Reproduce verbatim the lines of the records below, beginning with the line that contains "Mark the innermost point of each instance of the plain" and ending after the line that contains "x=85, y=237".

----- AVAILABLE DATA -----

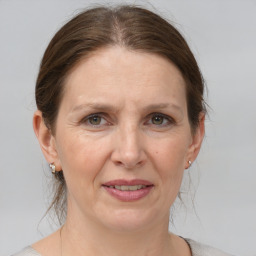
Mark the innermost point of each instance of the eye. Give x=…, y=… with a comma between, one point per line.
x=157, y=120
x=161, y=120
x=94, y=120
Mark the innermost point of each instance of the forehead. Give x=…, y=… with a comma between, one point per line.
x=129, y=75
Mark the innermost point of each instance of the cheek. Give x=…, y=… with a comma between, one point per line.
x=81, y=158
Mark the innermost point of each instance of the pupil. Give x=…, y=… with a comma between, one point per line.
x=95, y=120
x=157, y=120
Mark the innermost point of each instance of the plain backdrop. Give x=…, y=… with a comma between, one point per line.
x=222, y=35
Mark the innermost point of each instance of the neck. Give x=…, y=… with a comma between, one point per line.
x=85, y=237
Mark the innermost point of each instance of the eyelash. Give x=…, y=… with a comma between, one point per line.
x=167, y=120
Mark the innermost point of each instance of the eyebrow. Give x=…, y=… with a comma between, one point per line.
x=111, y=108
x=94, y=106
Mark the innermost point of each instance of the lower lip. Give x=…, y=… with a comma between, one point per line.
x=128, y=196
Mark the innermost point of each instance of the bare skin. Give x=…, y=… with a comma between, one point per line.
x=125, y=119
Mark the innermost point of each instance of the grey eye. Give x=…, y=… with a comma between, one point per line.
x=94, y=120
x=157, y=120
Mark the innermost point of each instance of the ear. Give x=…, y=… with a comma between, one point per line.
x=46, y=140
x=197, y=139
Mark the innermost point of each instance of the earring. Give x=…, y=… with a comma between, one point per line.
x=52, y=166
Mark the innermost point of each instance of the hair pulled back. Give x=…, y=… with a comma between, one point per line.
x=131, y=27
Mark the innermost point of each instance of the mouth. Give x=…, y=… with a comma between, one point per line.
x=125, y=190
x=128, y=188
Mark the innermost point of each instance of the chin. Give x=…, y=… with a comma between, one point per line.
x=129, y=220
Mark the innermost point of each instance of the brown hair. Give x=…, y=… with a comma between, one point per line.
x=131, y=27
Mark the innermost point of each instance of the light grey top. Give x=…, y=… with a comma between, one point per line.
x=196, y=248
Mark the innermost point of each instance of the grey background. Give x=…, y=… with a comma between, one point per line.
x=222, y=34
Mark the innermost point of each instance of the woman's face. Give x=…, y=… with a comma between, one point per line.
x=123, y=138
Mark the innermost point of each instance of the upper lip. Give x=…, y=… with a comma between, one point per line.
x=134, y=182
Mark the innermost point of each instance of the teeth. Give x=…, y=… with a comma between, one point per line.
x=128, y=188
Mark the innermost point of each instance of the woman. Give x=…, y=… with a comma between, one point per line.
x=120, y=116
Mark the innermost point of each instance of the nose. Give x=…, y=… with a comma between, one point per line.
x=128, y=149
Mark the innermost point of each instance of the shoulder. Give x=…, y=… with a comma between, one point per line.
x=28, y=251
x=199, y=249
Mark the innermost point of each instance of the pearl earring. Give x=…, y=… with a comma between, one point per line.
x=52, y=166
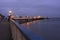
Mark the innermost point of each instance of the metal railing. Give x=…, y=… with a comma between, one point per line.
x=20, y=33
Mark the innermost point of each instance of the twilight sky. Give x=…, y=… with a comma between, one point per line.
x=50, y=8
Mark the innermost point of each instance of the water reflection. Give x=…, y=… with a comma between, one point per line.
x=28, y=24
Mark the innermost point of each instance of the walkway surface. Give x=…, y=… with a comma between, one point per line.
x=4, y=30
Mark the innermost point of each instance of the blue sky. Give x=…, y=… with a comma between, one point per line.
x=50, y=8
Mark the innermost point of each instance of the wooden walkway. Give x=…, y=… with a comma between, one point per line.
x=5, y=33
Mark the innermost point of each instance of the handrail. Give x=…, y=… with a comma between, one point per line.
x=28, y=35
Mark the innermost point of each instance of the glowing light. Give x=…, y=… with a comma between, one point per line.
x=10, y=11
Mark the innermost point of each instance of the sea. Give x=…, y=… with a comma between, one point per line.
x=49, y=29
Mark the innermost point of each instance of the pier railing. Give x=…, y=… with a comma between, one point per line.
x=20, y=33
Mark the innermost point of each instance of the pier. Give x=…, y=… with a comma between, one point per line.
x=14, y=31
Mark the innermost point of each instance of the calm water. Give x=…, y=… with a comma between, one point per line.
x=48, y=29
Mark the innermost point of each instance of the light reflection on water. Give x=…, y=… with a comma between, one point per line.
x=49, y=29
x=27, y=24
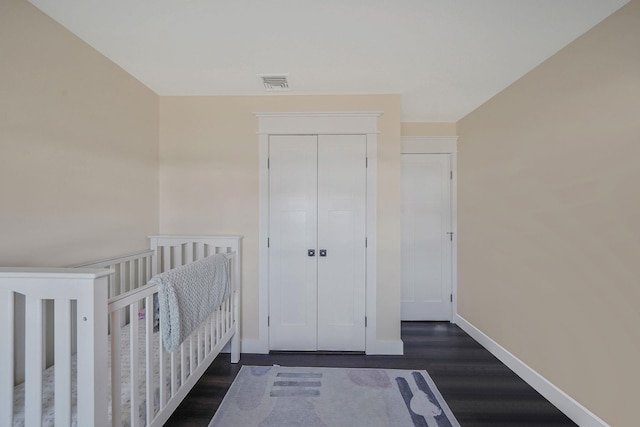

-----

**FINISHED TASK:**
Mark the innermost point of each instance of the plain backdrop. Give x=…, y=… with a comma between, one point per line.
x=222, y=35
Mark the innermost point of each instance of the neck. Give x=…, y=… with a comma between, one point per line.
x=85, y=237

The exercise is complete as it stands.